Reproduce all of the records below, substituting "Localization Task" for every occurrence of "Detection Task" and leaving everything else unchanged. Omit the pictures from your answer.

→ Excerpts of bounding box data
********

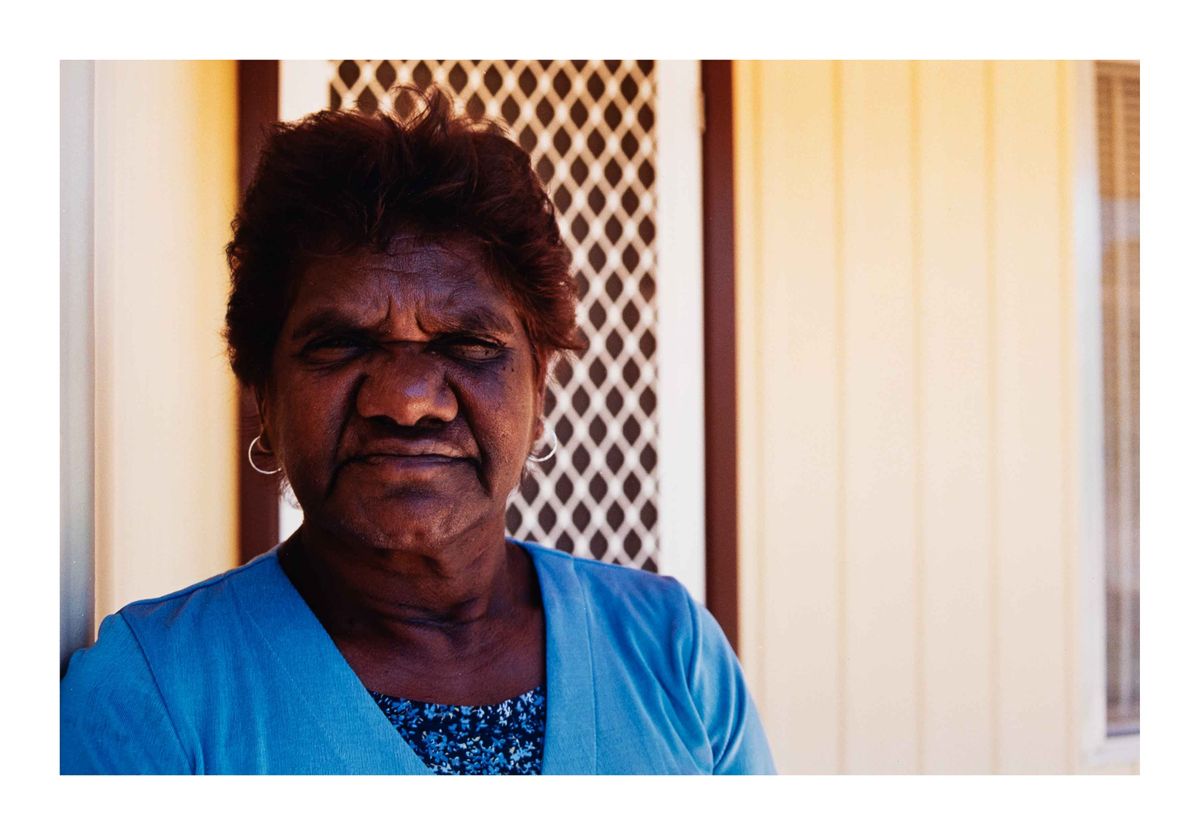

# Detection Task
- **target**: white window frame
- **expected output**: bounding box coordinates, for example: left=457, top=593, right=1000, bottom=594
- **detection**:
left=273, top=61, right=706, bottom=601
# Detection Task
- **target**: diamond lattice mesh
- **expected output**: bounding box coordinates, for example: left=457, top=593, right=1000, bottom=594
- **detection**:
left=329, top=55, right=659, bottom=571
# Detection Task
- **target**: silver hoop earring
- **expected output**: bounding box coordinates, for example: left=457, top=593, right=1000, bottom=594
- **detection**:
left=527, top=426, right=558, bottom=464
left=246, top=432, right=283, bottom=475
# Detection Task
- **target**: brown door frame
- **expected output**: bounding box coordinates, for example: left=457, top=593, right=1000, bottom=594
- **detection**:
left=238, top=61, right=280, bottom=563
left=700, top=61, right=738, bottom=650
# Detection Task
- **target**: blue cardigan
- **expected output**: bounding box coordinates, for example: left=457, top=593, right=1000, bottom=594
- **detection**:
left=60, top=543, right=774, bottom=774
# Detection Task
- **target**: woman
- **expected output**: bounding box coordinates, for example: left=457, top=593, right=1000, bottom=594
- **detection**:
left=61, top=90, right=773, bottom=774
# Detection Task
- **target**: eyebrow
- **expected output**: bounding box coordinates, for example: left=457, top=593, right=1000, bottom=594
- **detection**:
left=290, top=307, right=514, bottom=341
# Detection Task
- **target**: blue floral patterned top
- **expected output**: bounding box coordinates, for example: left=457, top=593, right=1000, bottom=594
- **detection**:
left=371, top=685, right=546, bottom=774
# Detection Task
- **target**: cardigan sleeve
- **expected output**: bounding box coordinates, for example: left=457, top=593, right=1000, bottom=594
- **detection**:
left=59, top=613, right=193, bottom=774
left=689, top=595, right=775, bottom=774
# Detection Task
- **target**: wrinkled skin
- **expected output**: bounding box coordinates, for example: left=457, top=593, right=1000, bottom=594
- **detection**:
left=259, top=238, right=545, bottom=704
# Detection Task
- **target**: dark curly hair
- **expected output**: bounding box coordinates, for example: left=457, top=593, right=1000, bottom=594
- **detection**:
left=224, top=86, right=583, bottom=390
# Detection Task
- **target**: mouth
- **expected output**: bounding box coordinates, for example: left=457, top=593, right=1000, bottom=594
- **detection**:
left=346, top=452, right=470, bottom=470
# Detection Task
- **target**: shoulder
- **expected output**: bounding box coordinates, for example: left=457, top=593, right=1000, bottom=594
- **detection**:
left=118, top=549, right=281, bottom=637
left=521, top=542, right=696, bottom=625
left=59, top=553, right=284, bottom=774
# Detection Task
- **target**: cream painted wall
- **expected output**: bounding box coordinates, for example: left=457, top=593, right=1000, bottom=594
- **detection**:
left=95, top=61, right=238, bottom=623
left=734, top=61, right=1136, bottom=773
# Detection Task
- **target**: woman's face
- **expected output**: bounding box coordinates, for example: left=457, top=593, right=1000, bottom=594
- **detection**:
left=260, top=238, right=544, bottom=552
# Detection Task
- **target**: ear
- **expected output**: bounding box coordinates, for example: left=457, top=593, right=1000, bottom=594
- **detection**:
left=533, top=359, right=550, bottom=443
left=252, top=385, right=268, bottom=440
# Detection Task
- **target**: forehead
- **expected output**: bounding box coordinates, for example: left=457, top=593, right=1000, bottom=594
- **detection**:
left=288, top=236, right=517, bottom=325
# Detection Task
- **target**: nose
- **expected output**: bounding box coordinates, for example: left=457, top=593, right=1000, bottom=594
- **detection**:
left=356, top=347, right=458, bottom=426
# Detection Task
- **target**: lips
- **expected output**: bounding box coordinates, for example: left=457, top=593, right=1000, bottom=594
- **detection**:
left=343, top=440, right=472, bottom=463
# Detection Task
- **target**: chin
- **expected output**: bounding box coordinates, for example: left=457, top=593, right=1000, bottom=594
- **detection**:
left=314, top=497, right=503, bottom=553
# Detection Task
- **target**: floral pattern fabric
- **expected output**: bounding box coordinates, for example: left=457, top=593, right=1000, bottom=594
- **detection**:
left=371, top=686, right=546, bottom=774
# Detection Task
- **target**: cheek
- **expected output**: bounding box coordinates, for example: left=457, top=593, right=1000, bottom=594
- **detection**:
left=272, top=377, right=349, bottom=472
left=463, top=364, right=535, bottom=470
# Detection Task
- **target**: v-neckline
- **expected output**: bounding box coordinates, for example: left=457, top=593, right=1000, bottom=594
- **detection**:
left=229, top=542, right=596, bottom=774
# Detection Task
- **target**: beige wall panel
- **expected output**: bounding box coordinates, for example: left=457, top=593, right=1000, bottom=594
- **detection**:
left=761, top=62, right=840, bottom=774
left=732, top=61, right=774, bottom=700
left=994, top=62, right=1072, bottom=773
left=841, top=62, right=919, bottom=773
left=916, top=62, right=992, bottom=774
left=96, top=61, right=236, bottom=615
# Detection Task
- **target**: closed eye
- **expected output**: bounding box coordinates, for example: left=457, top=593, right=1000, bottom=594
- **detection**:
left=436, top=336, right=508, bottom=362
left=301, top=334, right=371, bottom=362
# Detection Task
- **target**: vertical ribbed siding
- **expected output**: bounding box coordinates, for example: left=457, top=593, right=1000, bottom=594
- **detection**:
left=734, top=62, right=1118, bottom=773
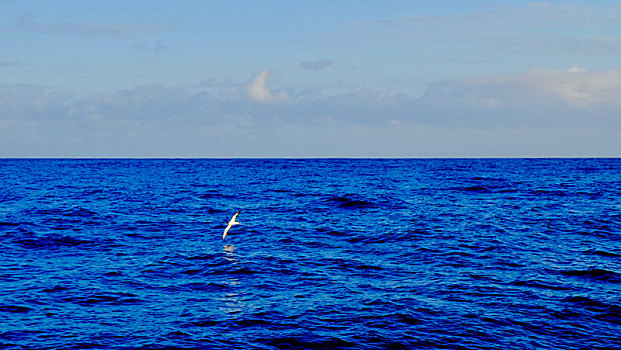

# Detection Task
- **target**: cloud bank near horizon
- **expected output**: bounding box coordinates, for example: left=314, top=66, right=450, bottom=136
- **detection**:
left=0, top=67, right=621, bottom=157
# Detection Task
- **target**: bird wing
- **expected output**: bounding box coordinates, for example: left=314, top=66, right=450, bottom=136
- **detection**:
left=222, top=224, right=233, bottom=239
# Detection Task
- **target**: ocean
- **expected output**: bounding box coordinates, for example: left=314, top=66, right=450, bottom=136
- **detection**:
left=0, top=159, right=621, bottom=349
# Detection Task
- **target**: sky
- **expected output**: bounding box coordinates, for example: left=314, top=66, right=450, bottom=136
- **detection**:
left=0, top=0, right=621, bottom=158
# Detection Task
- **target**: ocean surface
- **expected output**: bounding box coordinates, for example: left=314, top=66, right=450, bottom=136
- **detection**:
left=0, top=159, right=621, bottom=349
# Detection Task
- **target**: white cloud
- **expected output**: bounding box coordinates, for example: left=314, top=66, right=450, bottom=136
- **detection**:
left=246, top=69, right=290, bottom=102
left=0, top=66, right=621, bottom=157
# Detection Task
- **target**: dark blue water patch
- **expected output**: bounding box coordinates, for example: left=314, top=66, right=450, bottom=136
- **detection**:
left=584, top=249, right=621, bottom=258
left=326, top=194, right=376, bottom=209
left=0, top=159, right=621, bottom=349
left=0, top=305, right=32, bottom=314
left=561, top=268, right=621, bottom=283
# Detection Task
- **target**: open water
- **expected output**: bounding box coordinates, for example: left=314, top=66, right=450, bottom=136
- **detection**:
left=0, top=159, right=621, bottom=349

********

→ Complete output
# Localization Task
- **target**: white window frame
- **expected output**: bounding box coordinates, for example: left=457, top=593, right=1000, bottom=594
- **detection**:
left=273, top=61, right=706, bottom=601
# Localization Task
- **target**: diamond lattice mesh
- **expected output**: bounding box coordinates, for example: left=457, top=593, right=1000, bottom=594
- **detection**:
left=329, top=55, right=659, bottom=571
# Localization Task
- **target**: silver hoop earring
- **expected output**: bounding box coordinates, for example: left=457, top=593, right=1000, bottom=594
- **detection**:
left=527, top=426, right=558, bottom=464
left=246, top=432, right=283, bottom=475
# Localization Task
- **target**: brown door frame
- **expected output**: bounding box coordinates, for example: left=457, top=593, right=1000, bottom=594
- **detection**:
left=238, top=61, right=280, bottom=563
left=700, top=61, right=738, bottom=650
# Localization Task
- **target**: blue cardigan
- **expected output**: bounding box coordinates, for example: left=457, top=593, right=1000, bottom=594
- **detection**:
left=60, top=543, right=774, bottom=774
# Localization Task
- **target**: woman
- **expected output**: bounding box coordinates, for example: left=457, top=593, right=1000, bottom=594
- **detection**:
left=61, top=90, right=773, bottom=774
# Localization Task
- **target**: eyebrow
- **expected output**: bounding box coordinates, for example: left=457, top=593, right=1000, bottom=594
- **detection**:
left=290, top=307, right=514, bottom=341
# Localization Task
- **target**: blue floral patterned top
- **expected output**: bounding box coordinates, for example: left=457, top=593, right=1000, bottom=594
- **detection**:
left=371, top=685, right=546, bottom=774
# Localization Task
- **target**: cardigan sleeve
- **expected output**: bounding box coordinates, for example: left=457, top=593, right=1000, bottom=594
- **detection**:
left=59, top=613, right=193, bottom=774
left=689, top=595, right=775, bottom=774
# Localization Task
- **target**: wrinkled skin
- **expected output**: bounding box coordinates, for example: left=457, top=593, right=1000, bottom=594
- **detection**:
left=259, top=238, right=545, bottom=704
# Localization Task
- **target**: dark curly hair
- **expected output**: bounding box coordinates, for example: left=457, top=593, right=1000, bottom=594
- **detection**:
left=224, top=86, right=583, bottom=390
# Localization Task
- **target**: mouth
- **expected output**: bounding box coordinates, for example: left=457, top=593, right=1000, bottom=594
- **detection**:
left=346, top=452, right=470, bottom=470
# Localization Task
- **target**: shoulder
- **expected output**: bounding box coordinates, for example: left=457, top=593, right=1000, bottom=594
- **detection**:
left=118, top=549, right=281, bottom=637
left=521, top=542, right=696, bottom=625
left=59, top=553, right=284, bottom=774
# Localization Task
- **target**: cream painted wall
- **expected output**: bounding box coordinates, for example: left=457, top=593, right=1000, bottom=594
- **detection**:
left=95, top=61, right=238, bottom=623
left=734, top=61, right=1136, bottom=773
# Localization Task
- **target**: woman's face
- **expected output**: bounding box coordinates, for example: left=457, top=593, right=1000, bottom=594
- **detection**:
left=260, top=238, right=544, bottom=552
# Localization Task
- **target**: ear
- **expected output**: bounding box coordinates, for example: left=457, top=593, right=1000, bottom=594
- **detection**:
left=533, top=359, right=550, bottom=443
left=252, top=385, right=268, bottom=440
# Localization Task
- **target**: forehead
- **expected output**: bounding box coordinates, for example: left=457, top=593, right=1000, bottom=594
- **detection**:
left=288, top=236, right=517, bottom=325
# Localization Task
- **target**: nose
- **expected output**: bounding box coordinates, for example: left=457, top=593, right=1000, bottom=594
- **detection**:
left=356, top=347, right=458, bottom=426
# Localization Task
- **target**: lips
- **expected output**: bounding box coordinates, for example: left=457, top=593, right=1000, bottom=594
- **detection**:
left=343, top=440, right=472, bottom=463
# Localization Task
- **target**: chin
- **expected output**: bounding box coordinates, for example: left=457, top=593, right=1000, bottom=594
- **detection**:
left=314, top=497, right=503, bottom=553
# Localization Task
- **target**: floral pattern fabric
- **expected output**: bounding box coordinates, for example: left=457, top=593, right=1000, bottom=594
- **detection**:
left=371, top=686, right=546, bottom=774
# Localization Task
- **target**: cheek
- **expected output**: bounding box coordinates, for example: left=457, top=593, right=1000, bottom=594
- **detection**:
left=272, top=377, right=349, bottom=472
left=463, top=364, right=535, bottom=470
# Localization Task
- **target**: v-neckline
- **expected output**: bounding box coordinates, for example: left=457, top=593, right=1000, bottom=594
- **detection**:
left=229, top=542, right=596, bottom=774
# Localization Task
- **target**: beige wall panel
- **expected output**: bounding box coordinates, for example: left=457, top=593, right=1000, bottom=594
- **detection**:
left=761, top=62, right=840, bottom=774
left=732, top=61, right=774, bottom=700
left=994, top=62, right=1072, bottom=773
left=841, top=62, right=919, bottom=773
left=916, top=62, right=992, bottom=774
left=96, top=61, right=236, bottom=615
# Localization Task
- **target**: closed eye
- **expected output**: bounding box coordinates, for example: left=457, top=593, right=1000, bottom=594
- **detection**:
left=436, top=336, right=508, bottom=362
left=301, top=334, right=371, bottom=362
# Localization Task
- **target**: vertical ribbed siding
- **expected output**: bounding box coordinates, for example: left=457, top=593, right=1000, bottom=594
- **detection**:
left=734, top=62, right=1118, bottom=773

# Localization Task
- **target**: cloud bank near horizon
- **expected output**: bounding box coordinates, for example: left=314, top=66, right=450, bottom=136
- **detection**:
left=0, top=67, right=621, bottom=157
# Localization Task
- **target**: bird wing
- **expected output**: bounding box coordinates, for example: left=314, top=66, right=450, bottom=136
- **detection**:
left=222, top=224, right=233, bottom=239
# Localization Task
- **target**: ocean
- **expected output**: bounding box coordinates, for example: left=314, top=66, right=450, bottom=136
- **detection**:
left=0, top=159, right=621, bottom=349
# Localization Task
- **target**: sky
- **expected output**: bounding box coordinates, for example: left=314, top=66, right=450, bottom=136
- **detection**:
left=0, top=0, right=621, bottom=158
# Localization Task
- **target**: ocean surface
- **expected output**: bounding box coordinates, for example: left=314, top=66, right=450, bottom=136
- **detection**:
left=0, top=159, right=621, bottom=349
# Localization Task
- **target**: white cloud
- **expected output**: bounding box coordinates, for example: left=314, top=66, right=450, bottom=136
- **detection**:
left=246, top=69, right=290, bottom=102
left=0, top=66, right=621, bottom=157
# Localization Task
- **target**: dark blue water patch
- **expected output**: bounding box coordinates, for example: left=314, top=66, right=450, bottom=136
- **detection**:
left=584, top=249, right=621, bottom=258
left=326, top=194, right=376, bottom=209
left=0, top=159, right=621, bottom=349
left=0, top=305, right=32, bottom=314
left=561, top=268, right=621, bottom=283
# Localization Task
- **target**: open water
- **expected output**: bounding box coordinates, for example: left=314, top=66, right=450, bottom=136
- **detection**:
left=0, top=159, right=621, bottom=349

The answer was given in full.